### Passage for review
• • • • •
Outbreak Phylogenetic Clusterer¶
Track: E - Epidemiology Difficulty: Intermediate Time estimate: 2-4 hours
What You'll Build¶
A ClawBio skill that takes a FASTA file of consensus sequences (e.g. from a pathogen outbreak), builds a neighbour-joining phylogenetic tree, identifies transmission clusters based on genetic distance, and produces a tree figure and a cluster assignment table with a timeline.
Why This Matters¶
During infectious disease outbreaks, phylogenetic analysis reveals which cases are linked by transmission and which are independent introductions. This information guides public health response: contact tracing, quarantine decisions, and intervention targeting.
Inputs and Outputs¶
Input: A multi-FASTA file of aligned consensus sequences with date metadata in headers Output: Newick tree file, cluster assignment TSV (sequence ID, cluster number, date), tree visualisation PNG, and a timeline figure showing clusters over time
Key APIs / Data Sources¶
- BioPython - sequence parsing, alignment, tree construction
- No external API needed; all computation is local
- Optional: Nextstrain datasets for validation
Getting Started¶
- Create your skill folder:
skills/outbreak-clusterer/ - Parse the FASTA file using BioPython's
SeqIO - Compute a pairwise distance matrix using Hamming distance (proportion of differing sites)
• • • • •
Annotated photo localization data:
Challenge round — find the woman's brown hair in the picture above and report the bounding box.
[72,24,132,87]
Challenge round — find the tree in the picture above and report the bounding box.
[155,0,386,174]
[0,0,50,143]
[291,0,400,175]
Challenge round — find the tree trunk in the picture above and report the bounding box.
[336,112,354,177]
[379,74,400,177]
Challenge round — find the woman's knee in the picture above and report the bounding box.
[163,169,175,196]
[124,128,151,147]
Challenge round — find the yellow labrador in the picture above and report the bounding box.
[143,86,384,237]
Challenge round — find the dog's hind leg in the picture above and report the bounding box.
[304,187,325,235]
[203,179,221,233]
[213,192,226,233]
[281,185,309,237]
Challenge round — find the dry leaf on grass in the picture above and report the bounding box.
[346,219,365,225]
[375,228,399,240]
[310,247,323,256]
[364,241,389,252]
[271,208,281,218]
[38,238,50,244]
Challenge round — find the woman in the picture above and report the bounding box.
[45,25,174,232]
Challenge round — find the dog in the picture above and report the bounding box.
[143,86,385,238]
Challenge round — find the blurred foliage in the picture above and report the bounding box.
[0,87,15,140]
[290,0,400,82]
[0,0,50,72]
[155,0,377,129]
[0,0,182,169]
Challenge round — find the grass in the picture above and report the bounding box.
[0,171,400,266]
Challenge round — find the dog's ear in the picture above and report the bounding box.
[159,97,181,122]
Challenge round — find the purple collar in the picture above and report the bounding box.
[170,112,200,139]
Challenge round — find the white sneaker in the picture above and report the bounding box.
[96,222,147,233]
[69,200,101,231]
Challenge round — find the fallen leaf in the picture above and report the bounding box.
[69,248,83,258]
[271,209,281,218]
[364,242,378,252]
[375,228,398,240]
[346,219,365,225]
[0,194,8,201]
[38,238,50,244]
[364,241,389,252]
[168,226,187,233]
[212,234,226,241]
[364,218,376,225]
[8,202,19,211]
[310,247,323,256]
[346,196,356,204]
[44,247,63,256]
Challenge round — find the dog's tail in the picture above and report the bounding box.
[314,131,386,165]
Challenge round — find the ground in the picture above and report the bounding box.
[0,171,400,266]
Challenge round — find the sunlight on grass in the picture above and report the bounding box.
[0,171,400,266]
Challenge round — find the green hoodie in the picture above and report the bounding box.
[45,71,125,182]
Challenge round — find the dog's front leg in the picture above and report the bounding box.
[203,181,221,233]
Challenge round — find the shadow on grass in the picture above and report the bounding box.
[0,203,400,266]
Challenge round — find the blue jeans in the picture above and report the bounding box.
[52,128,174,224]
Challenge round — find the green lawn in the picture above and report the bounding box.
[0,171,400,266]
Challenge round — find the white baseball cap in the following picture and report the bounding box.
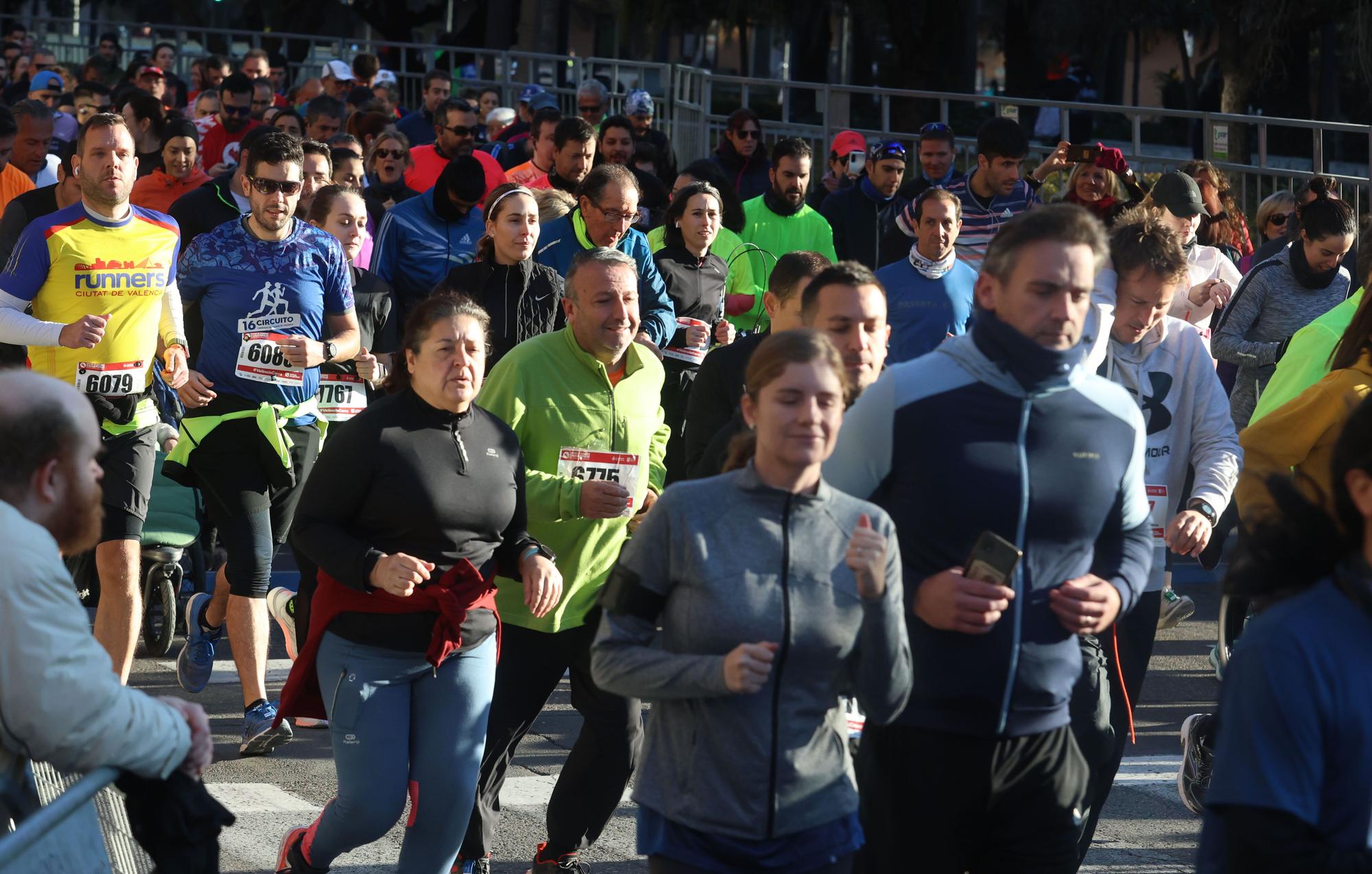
[320,60,357,82]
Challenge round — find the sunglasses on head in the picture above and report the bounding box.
[248,176,300,198]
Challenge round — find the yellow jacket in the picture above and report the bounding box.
[1233,350,1372,521]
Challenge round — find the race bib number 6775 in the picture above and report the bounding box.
[557,446,638,516]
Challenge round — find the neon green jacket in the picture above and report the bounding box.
[648,228,771,331]
[476,328,671,633]
[1249,288,1362,425]
[738,198,838,288]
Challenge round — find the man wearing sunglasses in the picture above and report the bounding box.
[165,130,359,756]
[819,140,910,270]
[534,163,676,357]
[708,106,771,200]
[900,121,967,203]
[196,73,262,177]
[405,97,506,199]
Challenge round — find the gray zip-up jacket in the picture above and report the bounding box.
[1100,316,1243,591]
[1210,247,1353,431]
[591,465,911,840]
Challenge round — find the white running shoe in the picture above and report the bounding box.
[266,586,300,661]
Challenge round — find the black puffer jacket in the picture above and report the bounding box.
[439,259,565,373]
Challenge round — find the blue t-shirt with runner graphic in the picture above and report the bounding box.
[177,220,353,406]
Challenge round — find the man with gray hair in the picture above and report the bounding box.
[458,247,670,873]
[576,80,609,128]
[0,370,214,796]
[534,163,676,350]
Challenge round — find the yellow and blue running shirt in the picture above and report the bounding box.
[0,202,181,395]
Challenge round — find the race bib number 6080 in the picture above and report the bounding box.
[557,446,638,516]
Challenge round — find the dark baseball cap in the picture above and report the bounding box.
[1152,170,1206,218]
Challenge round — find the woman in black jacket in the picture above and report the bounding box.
[438,182,565,372]
[653,182,734,483]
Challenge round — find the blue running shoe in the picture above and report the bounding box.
[176,591,224,692]
[239,701,295,756]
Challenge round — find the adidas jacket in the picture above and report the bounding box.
[825,313,1152,737]
[372,185,486,325]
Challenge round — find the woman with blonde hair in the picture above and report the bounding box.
[591,328,912,874]
[1062,143,1148,228]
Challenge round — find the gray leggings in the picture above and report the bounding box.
[302,631,495,874]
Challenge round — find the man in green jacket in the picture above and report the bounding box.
[740,137,838,288]
[458,241,670,873]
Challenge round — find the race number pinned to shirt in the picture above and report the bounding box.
[557,446,638,516]
[314,373,366,421]
[75,361,148,395]
[1143,486,1168,546]
[233,331,305,386]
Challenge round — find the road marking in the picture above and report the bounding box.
[158,656,291,683]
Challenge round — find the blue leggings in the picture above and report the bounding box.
[305,631,495,874]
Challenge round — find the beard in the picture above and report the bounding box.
[48,476,104,556]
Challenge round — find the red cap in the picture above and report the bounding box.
[829,130,867,158]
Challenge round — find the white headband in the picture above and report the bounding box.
[486,185,534,215]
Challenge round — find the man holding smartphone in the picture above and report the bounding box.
[825,204,1152,874]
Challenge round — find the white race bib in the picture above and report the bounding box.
[314,373,366,421]
[75,361,148,395]
[557,446,638,516]
[233,331,305,386]
[663,317,709,364]
[1143,486,1168,546]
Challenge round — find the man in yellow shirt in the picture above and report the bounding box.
[0,113,187,681]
• • • • •
### What you should do
Decide whether each statement below agrees with the outbreak clusterer page, answering yes or no and quoting the deciding words. 1. The skill depends on an external API for its computations. 2. Pairwise distances between sequences are computed with Hamming distance. 3. The cluster assignment table lists the sequence ID, cluster number, and date.

### Answer box
1. No: "No external API needed; all computation is local"
2. Yes: "Compute a pairwise distance matrix using Hamming distance (proportion of differing sites)"
3. Yes: "cluster assignment TSV (sequence ID, cluster number, date)"